**Short exercise**:
Write out, precisely and in full, each line of the material.

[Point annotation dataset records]

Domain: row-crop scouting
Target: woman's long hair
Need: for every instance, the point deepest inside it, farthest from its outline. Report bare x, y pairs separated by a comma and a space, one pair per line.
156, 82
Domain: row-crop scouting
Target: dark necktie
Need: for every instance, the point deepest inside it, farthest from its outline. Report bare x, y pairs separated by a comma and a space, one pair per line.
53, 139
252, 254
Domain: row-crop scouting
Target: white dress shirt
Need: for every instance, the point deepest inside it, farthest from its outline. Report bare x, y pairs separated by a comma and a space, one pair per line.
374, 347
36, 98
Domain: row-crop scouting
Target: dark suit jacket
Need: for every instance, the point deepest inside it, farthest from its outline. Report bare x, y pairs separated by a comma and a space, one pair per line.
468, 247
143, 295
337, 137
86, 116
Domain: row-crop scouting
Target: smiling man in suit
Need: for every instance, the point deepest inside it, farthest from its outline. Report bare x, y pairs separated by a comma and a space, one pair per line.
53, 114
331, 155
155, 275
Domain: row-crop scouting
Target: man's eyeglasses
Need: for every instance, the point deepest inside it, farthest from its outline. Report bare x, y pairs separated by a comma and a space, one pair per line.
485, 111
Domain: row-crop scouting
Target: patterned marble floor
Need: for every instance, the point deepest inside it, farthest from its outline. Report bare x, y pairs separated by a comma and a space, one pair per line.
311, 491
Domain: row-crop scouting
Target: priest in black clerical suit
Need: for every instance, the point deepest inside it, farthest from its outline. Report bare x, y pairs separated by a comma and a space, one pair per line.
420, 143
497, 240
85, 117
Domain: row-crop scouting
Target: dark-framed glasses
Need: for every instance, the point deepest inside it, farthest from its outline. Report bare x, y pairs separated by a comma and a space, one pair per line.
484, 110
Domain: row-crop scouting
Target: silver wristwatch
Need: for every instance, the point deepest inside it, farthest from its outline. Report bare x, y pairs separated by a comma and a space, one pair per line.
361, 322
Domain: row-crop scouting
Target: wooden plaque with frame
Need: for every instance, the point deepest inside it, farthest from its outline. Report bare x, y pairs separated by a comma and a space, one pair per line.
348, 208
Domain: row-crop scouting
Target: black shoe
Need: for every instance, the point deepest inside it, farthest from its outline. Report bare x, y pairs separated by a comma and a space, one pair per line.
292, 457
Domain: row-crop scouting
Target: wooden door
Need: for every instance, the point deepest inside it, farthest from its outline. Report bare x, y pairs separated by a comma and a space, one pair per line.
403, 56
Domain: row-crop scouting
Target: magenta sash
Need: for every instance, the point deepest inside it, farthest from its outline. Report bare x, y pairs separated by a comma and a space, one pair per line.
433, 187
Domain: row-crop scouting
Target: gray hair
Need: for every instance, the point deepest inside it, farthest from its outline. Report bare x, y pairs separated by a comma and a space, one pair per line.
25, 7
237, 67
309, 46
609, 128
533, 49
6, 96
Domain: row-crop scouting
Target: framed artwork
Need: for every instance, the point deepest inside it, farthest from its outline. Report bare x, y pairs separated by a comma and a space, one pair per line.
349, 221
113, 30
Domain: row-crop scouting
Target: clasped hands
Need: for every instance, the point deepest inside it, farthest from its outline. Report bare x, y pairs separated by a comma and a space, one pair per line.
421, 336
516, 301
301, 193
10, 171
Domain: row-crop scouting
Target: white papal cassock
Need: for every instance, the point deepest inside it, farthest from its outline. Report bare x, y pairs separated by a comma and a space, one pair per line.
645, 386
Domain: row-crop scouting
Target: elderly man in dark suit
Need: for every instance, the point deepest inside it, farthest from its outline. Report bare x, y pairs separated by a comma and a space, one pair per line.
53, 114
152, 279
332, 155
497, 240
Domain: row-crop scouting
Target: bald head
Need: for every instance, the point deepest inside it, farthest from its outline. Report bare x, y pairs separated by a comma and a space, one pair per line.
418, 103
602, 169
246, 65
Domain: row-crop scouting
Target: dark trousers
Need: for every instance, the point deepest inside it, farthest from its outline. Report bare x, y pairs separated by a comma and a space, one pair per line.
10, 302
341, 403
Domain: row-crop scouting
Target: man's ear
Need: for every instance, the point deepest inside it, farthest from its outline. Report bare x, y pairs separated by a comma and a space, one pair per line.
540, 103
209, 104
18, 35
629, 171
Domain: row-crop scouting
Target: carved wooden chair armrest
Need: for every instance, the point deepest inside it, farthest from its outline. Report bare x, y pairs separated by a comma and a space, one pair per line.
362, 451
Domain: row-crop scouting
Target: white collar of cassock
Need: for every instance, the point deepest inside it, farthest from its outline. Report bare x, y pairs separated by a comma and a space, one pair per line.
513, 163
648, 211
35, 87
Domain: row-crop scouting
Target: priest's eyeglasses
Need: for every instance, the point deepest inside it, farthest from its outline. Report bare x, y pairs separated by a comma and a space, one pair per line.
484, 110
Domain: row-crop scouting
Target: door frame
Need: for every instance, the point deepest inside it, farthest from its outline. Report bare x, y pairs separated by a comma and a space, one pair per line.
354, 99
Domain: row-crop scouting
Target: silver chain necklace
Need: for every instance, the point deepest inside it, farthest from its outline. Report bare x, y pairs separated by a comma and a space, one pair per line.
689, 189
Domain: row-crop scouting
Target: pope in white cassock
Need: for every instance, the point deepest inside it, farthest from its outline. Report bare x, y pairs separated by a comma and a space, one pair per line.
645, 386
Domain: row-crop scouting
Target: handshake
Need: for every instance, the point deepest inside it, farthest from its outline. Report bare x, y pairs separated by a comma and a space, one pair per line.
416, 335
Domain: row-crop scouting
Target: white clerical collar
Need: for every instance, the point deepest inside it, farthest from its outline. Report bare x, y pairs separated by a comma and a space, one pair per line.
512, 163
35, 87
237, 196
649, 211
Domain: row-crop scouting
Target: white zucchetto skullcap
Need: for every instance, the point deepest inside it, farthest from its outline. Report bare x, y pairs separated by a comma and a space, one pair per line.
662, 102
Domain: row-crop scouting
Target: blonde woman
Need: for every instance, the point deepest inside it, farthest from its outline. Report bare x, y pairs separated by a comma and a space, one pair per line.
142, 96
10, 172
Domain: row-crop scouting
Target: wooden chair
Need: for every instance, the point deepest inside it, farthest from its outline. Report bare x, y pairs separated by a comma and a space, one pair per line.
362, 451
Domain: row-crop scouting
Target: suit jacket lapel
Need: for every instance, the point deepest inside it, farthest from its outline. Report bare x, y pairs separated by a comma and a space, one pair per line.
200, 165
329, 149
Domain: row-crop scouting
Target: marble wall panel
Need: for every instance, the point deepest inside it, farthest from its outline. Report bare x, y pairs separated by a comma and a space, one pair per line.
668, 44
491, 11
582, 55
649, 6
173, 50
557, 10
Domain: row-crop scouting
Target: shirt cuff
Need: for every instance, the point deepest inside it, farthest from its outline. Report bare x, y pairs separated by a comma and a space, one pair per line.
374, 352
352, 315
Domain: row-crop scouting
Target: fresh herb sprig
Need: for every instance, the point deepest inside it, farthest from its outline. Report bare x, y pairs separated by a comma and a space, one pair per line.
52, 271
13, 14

**Finished task**:
Domain: row-crop scouting
Target: woman's long hair
Need: for every instance, the point deepest inside it, farthest from its outline. Report bare x, y pairs separated by a comma and a space, one pair per line.
156, 82
Domain: row-crop scouting
Target: dark necktie
Need: for every instance, the point deepest inside it, farthest from its outline. Report bare x, y pairs separated by a comma and a space, one pair per line.
53, 139
252, 254
Domain: row-crop scouting
Target: white dress shirt
Need: for every instance, the point deepest inside it, farthest from its outline. Report bare x, y pairs separated by a comma and a space, one pair per line.
374, 347
36, 98
Domain: row-crop scouting
Target: dark suit jacket
Need: for every instance, the point deepest inside it, farthest from its outline. Report bare x, y pairs separated by a comma and a space, one pair per line.
468, 247
143, 295
337, 137
86, 116
Domain: row-crop scouting
Target: smiling man in suit
Need: for every instance, the point deepest inside it, farthest from its outline. Report bare x, y pairs separated by a comma and a space, one pair per line.
53, 114
331, 155
155, 275
Domain: row-crop scouting
Target: man's eyeglasses
Need: for every instance, the point deepest inside it, farthest from its outline. Report bare x, y pairs separated by a comma and a space, one pair per line.
485, 111
Domain: row-crop scouting
Target: patterned marble floor
Need: for every instance, the point deepest inside it, farthest from its outline. Report bare x, y pairs separated by a comma and a space, one pair per line.
311, 491
Domain: row-crop scouting
Target: priest in black clerical suit
Need: for every instance, the point deepest inside it, farthest from its outline. Report bare x, y pairs separated by a comma and a space, one pair per line.
420, 143
497, 240
85, 117
Domain: row-crop scouting
Target: dark-framed glasses
Need: for every instance, the point deepest inside it, farthest from its outline. Report bare x, y pairs separated by a comma and a space, one pair per line.
484, 110
Domain: row-crop scouting
Target: silver wristwatch
Need: for every instance, the point deepest inside it, farthest from its outline. Report bare x, y pairs separated by a comma and a space, one pair per line.
361, 322
Domain: row-crop scouting
Target: wooden plaque with frame
Need: for every instance, the point deepest inside it, farthest from its outline. Report bare x, y pairs separated by a comma and a space, one pair per line.
348, 208
Domain: row-crop scouting
Target: black shoe
Need: for every instance, the point deepest inside it, farthest from its outline. Report bare x, y pairs separated by a comma and a space, one pair per line.
292, 457
Domain: row-crop scouting
Target: wooden door
Need: for every instance, the point deepest inside it, farthest from its outline. Report bare x, y pairs separated by a comma and a space, one pair per line.
403, 56
Domain: row-crop scouting
Target: magenta sash
Need: for every instance, the point deepest inside it, farthest from its outline. Report bare x, y pairs separated by a comma and a space, one pair per line.
433, 187
Domain: row-crop scouting
Target: gray hair
Need: for every instance, the point deepest inside it, farthest from its outline. Report bare x, y pairs separated by a comma and a space, one pair per line.
25, 7
237, 67
309, 46
609, 128
533, 49
6, 96
Domain: row-crop scouting
Target: framed artwork
Need: for every instance, the point deepest inside it, farthest from its outline. Report bare x, y pairs separated by a comma and a space, one pair per line.
349, 221
113, 30
Domain: row-crop scouting
Target: clasped hands
Need: for every instance, the point deepest inside it, farthest from its outline. Report bare x, y pairs separated by a comma and a space, one pair per line.
421, 336
516, 301
301, 193
10, 171
Domain: row-crop scouting
Target: white papal cassock
Need: for every instance, the point deepest inside it, farthest from its outline. Report bare x, y pairs separated by a comma and a space, one pair per line.
645, 386
Domain: row-crop scouting
Target: elderly man in dark suit
Need: for every instance, the point deepest inside it, farthest from its outline. Report bare x, y pairs separated by a comma and a space, one pair per line.
53, 114
152, 279
332, 155
497, 240
Domain: row-crop scouting
Target: bald head
Need: for every instance, the point deepest inside it, farthest from its outline. Report bare x, y pairs separated by a comma and a space, one pair per line.
418, 103
602, 169
246, 65
Domain: row-crop scouting
Target: dark trousers
Need: for every instance, the point deepest inside it, farthest from its outline. Report bare x, y pairs separated by a comma and a space, one pair per line.
10, 302
341, 403
Domain: row-crop scouting
Target: man's ear
Need: for every instance, the point deepest inside it, farthest from its outline. Report bare x, y pairs separated by a comma and a space, one pair per line.
540, 103
209, 104
18, 35
629, 171
Domain: row-crop scouting
Target: carved wooden chair armrest
Need: for every instance, the point deepest inside it, farthest from its outline. Report bare x, y pairs separated by a comma and a space, one pair per line.
362, 451
Domain: row-crop scouting
Target: white collar of cassock
Need: for every instance, the point deepest inside it, farthest from its outline. Report bare x, y pairs separated by a comma and a space, one pair per line.
513, 163
648, 211
35, 87
Domain: row-crop scouting
Target: priest's eyeglasses
Need: for every instance, the point deepest inside it, farthest from its outline. Report bare x, y pairs separated by a comma and a space, one pair per line.
484, 110
Domain: row-crop scouting
Target: door frame
Need: for every instance, the point deepest inside it, farthest from its outline. Report bare x, y pairs separated by a comma and a space, one pair per line.
354, 99
Domain: row-crop scouting
Target: silver chain necklace
Need: for every instance, the point deepest inside it, farthest from its outline. Report bare x, y pairs separated by a comma and a space, one pair per line.
689, 189
Domain: row-crop scouting
Target: pope in white cassock
Need: for every instance, the point deepest inside it, farthest from its outline. Report bare x, y pairs separated by a comma and a space, one pair per line.
645, 386
Domain: row-crop scouting
Target: handshake
Need: for every instance, the point deepest inside it, farthest from its outline. Report bare x, y pairs separated by a comma and a space, one pair per line.
416, 335
Domain: row-crop scouting
Target: white clerical collar
Need: for every instance, the point deepest inside it, farthest from its outline. Report bare x, y pairs separated by a comma and a space, one pair per line.
512, 163
35, 87
237, 196
649, 211
Domain: row-crop scouting
Target: white zucchetto skullcap
Need: for every instance, the point deepest inside it, farthest from its outline. Report bare x, y pairs separated by a comma and a space, one pair per line.
662, 102
Domain: row-crop scouting
Target: blonde woman
Need: for every instance, the point deepest inside it, farthest from its outline. Report bare x, y pairs separated by a comma and a space, one pair per line.
142, 96
10, 172
Domain: row-crop scouting
Target: wooden chair
Need: for every instance, the point deepest inside it, farthest from its outline. Report bare x, y pairs separated by a comma and a space, one pair per line.
362, 451
Domain: row-crop scouting
Target: suit jacket lapel
Need: for every instance, the point deepest inside it, farthest from its outline. Report bare x, y pairs separated by a comma and a space, one pair per line.
200, 165
329, 149
Domain: row-crop scouting
Target: marble wall panel
Need: for every instance, the point deepest inside it, farthest from its outline. Report bare x, y pairs separated by a comma and a space, one pair per line.
668, 44
491, 11
582, 55
649, 6
173, 50
557, 10
Domain: row-crop scouting
Target: shirt cuff
Need: for every instance, the point deepest inside it, farthest from its outline. Report bare x, y pairs separated by a comma and a space, one pair per line.
374, 352
352, 315
Domain: row-crop scouting
Target: fresh herb sprig
Need: for every instance, the point deepest inside it, farthest from its outline. Report bare x, y pairs separated by a comma and a space, one pair per line.
52, 271
13, 14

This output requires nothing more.